◆ **Given request**
Your task is to transcribe all of the data below exactly, omitting the images.

::::::::::

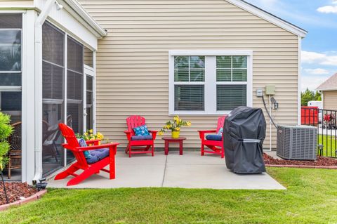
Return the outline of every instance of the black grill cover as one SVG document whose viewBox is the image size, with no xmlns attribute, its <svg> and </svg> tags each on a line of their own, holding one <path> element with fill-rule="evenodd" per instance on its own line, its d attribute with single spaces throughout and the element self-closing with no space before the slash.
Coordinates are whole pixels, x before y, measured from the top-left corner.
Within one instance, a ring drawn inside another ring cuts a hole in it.
<svg viewBox="0 0 337 224">
<path fill-rule="evenodd" d="M 237 173 L 265 172 L 263 157 L 265 129 L 261 109 L 239 107 L 232 111 L 223 126 L 227 169 Z"/>
</svg>

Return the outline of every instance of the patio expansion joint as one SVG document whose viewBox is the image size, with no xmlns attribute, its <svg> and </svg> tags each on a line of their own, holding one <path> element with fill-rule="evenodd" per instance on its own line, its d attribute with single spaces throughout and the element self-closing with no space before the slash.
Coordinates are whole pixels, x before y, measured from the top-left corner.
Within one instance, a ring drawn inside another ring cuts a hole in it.
<svg viewBox="0 0 337 224">
<path fill-rule="evenodd" d="M 165 181 L 165 174 L 166 173 L 166 167 L 167 167 L 167 157 L 165 158 L 165 166 L 164 167 L 164 174 L 163 174 L 163 180 L 161 181 L 161 187 L 164 186 L 164 182 Z"/>
</svg>

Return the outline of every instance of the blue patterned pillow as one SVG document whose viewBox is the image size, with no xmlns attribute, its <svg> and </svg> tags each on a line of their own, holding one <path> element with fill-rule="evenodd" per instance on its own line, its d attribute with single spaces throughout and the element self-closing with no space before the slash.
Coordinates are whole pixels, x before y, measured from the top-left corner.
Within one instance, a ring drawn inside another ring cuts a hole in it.
<svg viewBox="0 0 337 224">
<path fill-rule="evenodd" d="M 78 140 L 79 140 L 79 146 L 81 146 L 81 147 L 87 147 L 88 146 L 88 145 L 86 145 L 86 143 L 84 140 L 84 139 L 79 138 Z M 90 154 L 89 151 L 84 151 L 83 154 L 84 154 L 84 157 L 86 157 L 86 159 L 90 159 L 91 157 L 91 155 Z"/>
<path fill-rule="evenodd" d="M 140 126 L 133 129 L 135 135 L 136 136 L 150 136 L 149 131 L 147 130 L 147 126 L 146 125 Z"/>
<path fill-rule="evenodd" d="M 223 128 L 220 128 L 219 129 L 219 131 L 218 131 L 218 133 L 216 133 L 218 136 L 222 136 L 223 135 Z"/>
</svg>

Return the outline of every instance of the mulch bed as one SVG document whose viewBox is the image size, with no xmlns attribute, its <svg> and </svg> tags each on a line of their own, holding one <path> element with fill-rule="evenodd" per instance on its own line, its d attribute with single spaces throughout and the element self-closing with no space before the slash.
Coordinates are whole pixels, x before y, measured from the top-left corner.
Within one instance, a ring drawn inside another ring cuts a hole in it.
<svg viewBox="0 0 337 224">
<path fill-rule="evenodd" d="M 296 166 L 337 166 L 337 159 L 317 156 L 315 161 L 285 160 L 275 159 L 267 154 L 263 154 L 265 164 L 269 165 L 296 165 Z"/>
<path fill-rule="evenodd" d="M 9 203 L 27 198 L 37 192 L 37 190 L 30 187 L 27 183 L 5 182 Z M 0 181 L 0 205 L 7 204 L 4 192 L 2 181 Z"/>
</svg>

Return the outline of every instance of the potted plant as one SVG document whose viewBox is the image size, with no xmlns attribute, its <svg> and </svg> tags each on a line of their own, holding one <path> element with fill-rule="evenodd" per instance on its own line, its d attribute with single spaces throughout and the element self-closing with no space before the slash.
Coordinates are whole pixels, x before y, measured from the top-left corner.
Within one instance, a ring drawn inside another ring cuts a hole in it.
<svg viewBox="0 0 337 224">
<path fill-rule="evenodd" d="M 6 192 L 2 171 L 6 167 L 6 165 L 7 165 L 8 162 L 7 155 L 9 151 L 9 144 L 7 141 L 7 139 L 13 131 L 12 126 L 9 124 L 10 121 L 11 117 L 9 115 L 0 112 L 0 172 L 1 175 L 2 184 L 4 185 L 4 192 L 6 195 L 7 203 L 8 203 L 8 199 Z"/>
<path fill-rule="evenodd" d="M 103 140 L 104 136 L 100 132 L 97 132 L 96 133 L 93 133 L 93 129 L 90 129 L 86 131 L 83 133 L 83 135 L 77 133 L 76 138 L 83 138 L 84 140 Z M 105 139 L 106 140 L 106 139 Z"/>
<path fill-rule="evenodd" d="M 173 120 L 168 121 L 165 126 L 159 131 L 158 134 L 161 136 L 164 132 L 167 131 L 171 131 L 172 132 L 173 138 L 178 138 L 180 134 L 180 127 L 183 126 L 190 126 L 191 122 L 189 121 L 183 121 L 179 116 L 174 116 Z"/>
</svg>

::::::::::

◆ **Solution for this problem**
Return the outline of every instance of the black grill cover as one SVG document whose viewBox is the image size, with no xmlns attribute, its <svg> and </svg> tags each on a line of their own, holding one <path> element with fill-rule="evenodd" per instance on its own line, its d attribute with single spaces throughout and the element self-closing with no space before the slash.
Coordinates are whole pixels, x before y, measured from the top-left corner.
Within one instance, a ring drawn inside another ring cuts a hole in it.
<svg viewBox="0 0 337 224">
<path fill-rule="evenodd" d="M 237 173 L 265 172 L 263 157 L 265 129 L 261 109 L 239 107 L 232 111 L 223 126 L 227 169 Z"/>
</svg>

Return the outline of every instance of the patio expansion joint as one SVG document whose viewBox is the image size, with no xmlns attribute, its <svg> and </svg> tags each on a line of their own, holding one <path> element with fill-rule="evenodd" per instance on its own line, its d attribute with single spaces throughout and the element self-closing with no space before the slash.
Coordinates are whole pixels, x before y, measured from the top-left corner.
Within one instance, a ring drawn inside another ring cuts a hole in it.
<svg viewBox="0 0 337 224">
<path fill-rule="evenodd" d="M 165 181 L 165 174 L 166 173 L 166 167 L 167 167 L 167 157 L 165 158 L 165 166 L 164 167 L 164 174 L 163 174 L 163 180 L 161 181 L 161 187 L 164 186 L 164 182 Z"/>
</svg>

Return the outline of every instance of the blue patterned pillow as one SVG document whose viewBox is the image size, with no xmlns attribute, its <svg> and </svg> tags each on a line of their own, holding one <path> element with fill-rule="evenodd" per instance on its own line, its d attribute with single spaces throughout and the element self-closing with no space before the slash.
Coordinates are whole pixels, x before y, measured from the top-left corner.
Within one instance, a ring drawn inside another ring cuts a hole in it.
<svg viewBox="0 0 337 224">
<path fill-rule="evenodd" d="M 78 140 L 79 140 L 79 146 L 81 146 L 81 147 L 87 147 L 88 146 L 88 145 L 86 145 L 86 143 L 84 140 L 84 139 L 79 138 Z M 90 154 L 89 151 L 84 151 L 83 154 L 84 154 L 84 157 L 86 157 L 86 159 L 90 159 L 91 157 L 91 155 Z"/>
<path fill-rule="evenodd" d="M 140 126 L 133 129 L 135 135 L 136 136 L 150 136 L 149 131 L 147 130 L 147 126 L 146 125 Z"/>
<path fill-rule="evenodd" d="M 223 128 L 220 128 L 219 129 L 219 131 L 218 131 L 218 133 L 216 133 L 218 136 L 222 136 L 223 135 Z"/>
</svg>

Return the outline of every instance of the mulch bed as one SVG document whose viewBox is the image size, with no xmlns attribute, its <svg> and </svg> tags each on a line of their own, holding one <path> element with fill-rule="evenodd" per instance on its own line, its d attribute with single spaces throughout and the element self-closing with no space before the slash.
Coordinates are whole pixels, x before y, measured from the top-left corner.
Within one instance, a ring drawn inside another ring cuts a hole in it.
<svg viewBox="0 0 337 224">
<path fill-rule="evenodd" d="M 296 166 L 337 166 L 337 159 L 317 156 L 315 161 L 285 160 L 275 159 L 267 154 L 263 154 L 265 164 L 269 165 L 296 165 Z"/>
<path fill-rule="evenodd" d="M 9 203 L 27 198 L 37 192 L 37 190 L 30 187 L 27 183 L 5 182 Z M 0 181 L 0 205 L 7 204 L 4 192 L 2 181 Z"/>
</svg>

Return the outline of every instance of the potted plant as one SVG document whose viewBox is the image size, with no xmlns attribute, its <svg> and </svg> tags each on a line of their own, holding one <path> element with fill-rule="evenodd" per instance on its own line, its d attribute with single spaces throughout and the element self-closing with no space before the slash.
Coordinates are whole pixels, x before y, measured from the top-left corner.
Within one instance, a ring drawn inside another ring cuts a hole in it.
<svg viewBox="0 0 337 224">
<path fill-rule="evenodd" d="M 6 192 L 2 171 L 6 167 L 6 165 L 7 165 L 8 162 L 7 155 L 9 151 L 9 144 L 7 141 L 7 139 L 13 131 L 12 126 L 9 124 L 10 121 L 11 117 L 9 115 L 0 112 L 0 172 L 1 175 L 2 184 L 4 185 L 4 192 L 6 195 L 7 203 L 8 203 L 8 199 Z"/>
<path fill-rule="evenodd" d="M 103 140 L 104 136 L 100 132 L 97 132 L 96 133 L 93 133 L 93 129 L 90 129 L 86 131 L 83 133 L 83 135 L 77 133 L 76 138 L 83 138 L 84 140 Z M 105 139 L 106 140 L 106 139 Z"/>
<path fill-rule="evenodd" d="M 173 120 L 168 121 L 165 126 L 159 131 L 158 134 L 161 136 L 164 132 L 167 131 L 171 131 L 172 132 L 173 138 L 178 138 L 180 134 L 180 127 L 183 126 L 190 126 L 191 122 L 189 121 L 183 121 L 179 116 L 174 116 Z"/>
</svg>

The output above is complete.